_WHAT IS ASKED_
Copy out everything from "Indonesian oil subsidies" down to "recovery and so on." in the passage on Asian oil subsidies below, leaving each word as it stands.

_SOURCE DOCUMENT_
_ _ _ _ _ _ _
Indonesian oil subsidies last year reached $US7.4 billion, or nearly 3 per cent of Indonesia's GDP. As prices of crude go up ($US 55-60 per barrel) the subsidy will probably reach about 130-140 trillion rupiah - about $US13-14 billion - which may be about 30 per cent of the government's budget.(Mohamed Chatib Basri, director of the Institute for Economic and Social Research at the University of Indonesia, see http://abcasiapacific.com/news/infocus/s1464583.htm). While the subsidy supports the development of a strong middle class, vital to the capitalising on Indonesia's potential economic strengths, it will severely hamper important state-run projects such as the post-tsunami recovery and so on.
Thailand has already removed subsidies on petrol. The new price for subsidised premium petrol is 20.59 baht, compared with the actual price of 21.31 baht, and regular petrol is now 19.79 baht, compared with 20.60 baht. The subsidised price for diesel remains capped at 14.59 baht, compared with 19 baht a litre, see (http://www.cleanairnet.org/caiasia/1412/article-58879.html or http://www.bangkokpost.com/News/11Aug2004_news05.php). [a baht = around 1/4th of a dollar]. The Thai government's subsidy of retail oil prices has reached 23.23 billion baht and could reach 40 billion baht by the end of the year.
The argument that state intervention was fostering inefficient oil use is the usual liberalizing privatization cant, easy to assert but hard to prove, but there can be no doubt that subsidies are and will indeed "cause ballooning budget losses, leaving many Asian countries vulnerable to a sudden spike in oil prices. And one can't help but agree that "In the event that oil prices return to above $70 a barrel and stay there until the end of 2006 (and it looks like they will), growth could be cut by more than one percentage point in a number of countries, according to forecasts by bank."
_ _ _ _ _ _ _
_MATERIAL SUPPLIED_
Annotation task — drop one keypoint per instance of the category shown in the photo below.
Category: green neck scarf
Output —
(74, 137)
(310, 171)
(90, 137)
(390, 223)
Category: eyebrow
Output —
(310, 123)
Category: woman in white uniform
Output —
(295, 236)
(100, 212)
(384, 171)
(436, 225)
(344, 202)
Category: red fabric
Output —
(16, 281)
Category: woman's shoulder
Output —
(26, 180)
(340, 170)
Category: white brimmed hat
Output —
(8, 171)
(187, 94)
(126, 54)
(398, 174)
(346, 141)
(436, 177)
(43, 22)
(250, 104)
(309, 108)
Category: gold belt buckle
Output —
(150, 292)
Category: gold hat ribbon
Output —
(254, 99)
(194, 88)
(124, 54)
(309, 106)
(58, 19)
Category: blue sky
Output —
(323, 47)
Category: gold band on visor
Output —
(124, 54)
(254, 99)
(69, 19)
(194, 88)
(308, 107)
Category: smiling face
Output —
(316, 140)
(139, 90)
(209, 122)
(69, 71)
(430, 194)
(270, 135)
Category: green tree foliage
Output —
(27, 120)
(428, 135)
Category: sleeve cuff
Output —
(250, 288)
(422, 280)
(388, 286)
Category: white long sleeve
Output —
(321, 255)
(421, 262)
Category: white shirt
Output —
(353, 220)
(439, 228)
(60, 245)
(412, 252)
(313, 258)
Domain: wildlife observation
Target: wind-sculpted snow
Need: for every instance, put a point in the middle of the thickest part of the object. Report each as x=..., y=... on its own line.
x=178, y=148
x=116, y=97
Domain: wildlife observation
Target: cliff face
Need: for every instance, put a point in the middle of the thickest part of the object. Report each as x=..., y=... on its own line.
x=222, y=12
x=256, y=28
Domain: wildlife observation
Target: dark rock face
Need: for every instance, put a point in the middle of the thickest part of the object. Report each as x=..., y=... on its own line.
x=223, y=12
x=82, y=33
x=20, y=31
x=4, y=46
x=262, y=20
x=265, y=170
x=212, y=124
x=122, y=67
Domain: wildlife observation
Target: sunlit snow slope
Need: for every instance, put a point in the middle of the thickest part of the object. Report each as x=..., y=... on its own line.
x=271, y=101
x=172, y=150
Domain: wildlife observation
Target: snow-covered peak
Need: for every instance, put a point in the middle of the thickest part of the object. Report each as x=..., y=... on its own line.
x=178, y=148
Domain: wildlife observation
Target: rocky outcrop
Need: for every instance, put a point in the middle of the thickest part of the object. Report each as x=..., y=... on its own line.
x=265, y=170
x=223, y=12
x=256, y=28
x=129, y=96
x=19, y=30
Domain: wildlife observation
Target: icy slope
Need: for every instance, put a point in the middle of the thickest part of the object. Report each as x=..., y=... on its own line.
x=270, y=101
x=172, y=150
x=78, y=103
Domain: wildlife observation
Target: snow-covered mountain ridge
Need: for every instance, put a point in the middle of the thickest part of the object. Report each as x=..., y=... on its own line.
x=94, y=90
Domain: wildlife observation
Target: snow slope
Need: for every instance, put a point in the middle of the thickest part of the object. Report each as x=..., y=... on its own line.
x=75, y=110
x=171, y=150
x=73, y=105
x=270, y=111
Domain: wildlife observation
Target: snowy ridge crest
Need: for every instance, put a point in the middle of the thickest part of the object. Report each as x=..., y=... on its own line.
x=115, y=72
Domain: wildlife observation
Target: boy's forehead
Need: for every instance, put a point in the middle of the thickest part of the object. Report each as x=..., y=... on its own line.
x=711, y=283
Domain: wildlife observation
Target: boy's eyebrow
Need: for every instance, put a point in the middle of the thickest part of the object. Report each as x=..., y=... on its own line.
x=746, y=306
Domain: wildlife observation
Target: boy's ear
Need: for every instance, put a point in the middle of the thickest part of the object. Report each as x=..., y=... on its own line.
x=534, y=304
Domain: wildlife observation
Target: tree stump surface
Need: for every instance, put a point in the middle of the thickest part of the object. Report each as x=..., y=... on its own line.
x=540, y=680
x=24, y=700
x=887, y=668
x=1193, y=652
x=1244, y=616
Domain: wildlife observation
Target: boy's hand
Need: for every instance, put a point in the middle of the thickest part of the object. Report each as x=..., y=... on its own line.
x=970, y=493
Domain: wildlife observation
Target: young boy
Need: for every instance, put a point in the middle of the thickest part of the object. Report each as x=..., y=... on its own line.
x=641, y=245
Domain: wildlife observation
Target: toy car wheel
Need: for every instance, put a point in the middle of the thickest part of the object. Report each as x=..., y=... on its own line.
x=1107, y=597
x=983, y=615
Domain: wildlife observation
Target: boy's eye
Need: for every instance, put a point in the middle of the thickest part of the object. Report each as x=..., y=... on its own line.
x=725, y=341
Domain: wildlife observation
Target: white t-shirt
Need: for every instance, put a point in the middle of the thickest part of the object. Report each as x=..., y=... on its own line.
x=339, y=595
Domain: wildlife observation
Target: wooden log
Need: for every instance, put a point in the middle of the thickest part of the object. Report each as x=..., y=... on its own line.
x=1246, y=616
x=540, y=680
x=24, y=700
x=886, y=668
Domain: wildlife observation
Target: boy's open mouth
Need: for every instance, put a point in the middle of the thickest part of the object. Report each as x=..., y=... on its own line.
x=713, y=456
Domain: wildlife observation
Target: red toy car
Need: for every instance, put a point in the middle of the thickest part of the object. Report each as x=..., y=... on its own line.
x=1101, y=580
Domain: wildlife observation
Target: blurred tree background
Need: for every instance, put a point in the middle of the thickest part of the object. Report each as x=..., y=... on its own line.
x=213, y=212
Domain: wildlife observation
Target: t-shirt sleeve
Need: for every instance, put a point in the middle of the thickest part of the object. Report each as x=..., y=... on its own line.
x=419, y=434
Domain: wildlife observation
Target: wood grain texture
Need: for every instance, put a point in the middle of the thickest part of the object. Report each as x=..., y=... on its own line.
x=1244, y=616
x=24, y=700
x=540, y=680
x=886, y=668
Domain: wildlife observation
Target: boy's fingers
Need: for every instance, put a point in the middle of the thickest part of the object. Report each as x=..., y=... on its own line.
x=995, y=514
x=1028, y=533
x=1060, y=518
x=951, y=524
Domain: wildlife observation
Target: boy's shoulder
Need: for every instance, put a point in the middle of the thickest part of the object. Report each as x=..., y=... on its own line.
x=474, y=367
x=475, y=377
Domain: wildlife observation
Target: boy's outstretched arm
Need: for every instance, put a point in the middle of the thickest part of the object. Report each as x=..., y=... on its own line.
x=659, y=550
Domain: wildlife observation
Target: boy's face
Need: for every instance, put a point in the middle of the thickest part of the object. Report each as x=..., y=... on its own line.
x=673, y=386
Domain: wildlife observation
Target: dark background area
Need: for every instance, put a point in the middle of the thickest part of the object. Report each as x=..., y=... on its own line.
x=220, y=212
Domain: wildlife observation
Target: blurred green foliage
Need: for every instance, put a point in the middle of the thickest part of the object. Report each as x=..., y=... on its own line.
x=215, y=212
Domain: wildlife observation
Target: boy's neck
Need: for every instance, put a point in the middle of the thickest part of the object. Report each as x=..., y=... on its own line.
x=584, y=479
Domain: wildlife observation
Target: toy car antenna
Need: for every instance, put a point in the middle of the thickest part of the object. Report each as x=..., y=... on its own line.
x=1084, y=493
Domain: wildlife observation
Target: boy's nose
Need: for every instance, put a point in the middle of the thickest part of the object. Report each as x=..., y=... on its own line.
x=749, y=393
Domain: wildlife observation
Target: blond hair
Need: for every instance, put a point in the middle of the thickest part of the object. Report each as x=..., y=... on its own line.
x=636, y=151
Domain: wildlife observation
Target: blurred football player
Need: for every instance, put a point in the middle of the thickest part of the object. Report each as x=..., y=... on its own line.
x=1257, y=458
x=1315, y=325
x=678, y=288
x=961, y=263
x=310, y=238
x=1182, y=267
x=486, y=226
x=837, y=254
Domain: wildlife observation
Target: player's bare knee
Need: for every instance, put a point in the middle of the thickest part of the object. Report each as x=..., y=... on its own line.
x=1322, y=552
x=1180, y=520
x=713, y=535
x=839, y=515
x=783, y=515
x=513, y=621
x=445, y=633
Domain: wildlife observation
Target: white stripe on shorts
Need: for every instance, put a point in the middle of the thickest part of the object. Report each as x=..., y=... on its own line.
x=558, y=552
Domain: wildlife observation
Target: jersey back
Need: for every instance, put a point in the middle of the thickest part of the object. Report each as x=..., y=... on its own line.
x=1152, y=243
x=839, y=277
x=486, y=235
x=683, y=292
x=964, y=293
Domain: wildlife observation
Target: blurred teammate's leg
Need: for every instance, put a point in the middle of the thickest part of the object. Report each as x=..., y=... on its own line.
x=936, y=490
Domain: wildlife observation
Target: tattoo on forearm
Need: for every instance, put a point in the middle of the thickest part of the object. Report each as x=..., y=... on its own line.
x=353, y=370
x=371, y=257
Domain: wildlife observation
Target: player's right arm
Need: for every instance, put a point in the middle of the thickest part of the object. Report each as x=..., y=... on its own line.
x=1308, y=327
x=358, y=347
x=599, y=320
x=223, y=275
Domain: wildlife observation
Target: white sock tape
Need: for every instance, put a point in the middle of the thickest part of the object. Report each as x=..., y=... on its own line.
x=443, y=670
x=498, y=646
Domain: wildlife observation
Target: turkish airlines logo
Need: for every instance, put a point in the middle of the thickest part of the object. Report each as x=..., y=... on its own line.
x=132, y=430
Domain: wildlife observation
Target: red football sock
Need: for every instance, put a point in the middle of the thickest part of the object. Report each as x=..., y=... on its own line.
_ _ _ _ _ _ _
_TASK RESPONSE_
Indonesian oil subsidies last year reached $US7.4 billion, or nearly 3 per cent of Indonesia's GDP. As prices of crude go up ($US 55-60 per barrel) the subsidy will probably reach about 130-140 trillion rupiah - about $US13-14 billion - which may be about 30 per cent of the government's budget.(Mohamed Chatib Basri, director of the Institute for Economic and Social Research at the University of Indonesia, see http://abcasiapacific.com/news/infocus/s1464583.htm). While the subsidy supports the development of a strong middle class, vital to the capitalising on Indonesia's potential economic strengths, it will severely hamper important state-run projects such as the post-tsunami recovery and so on.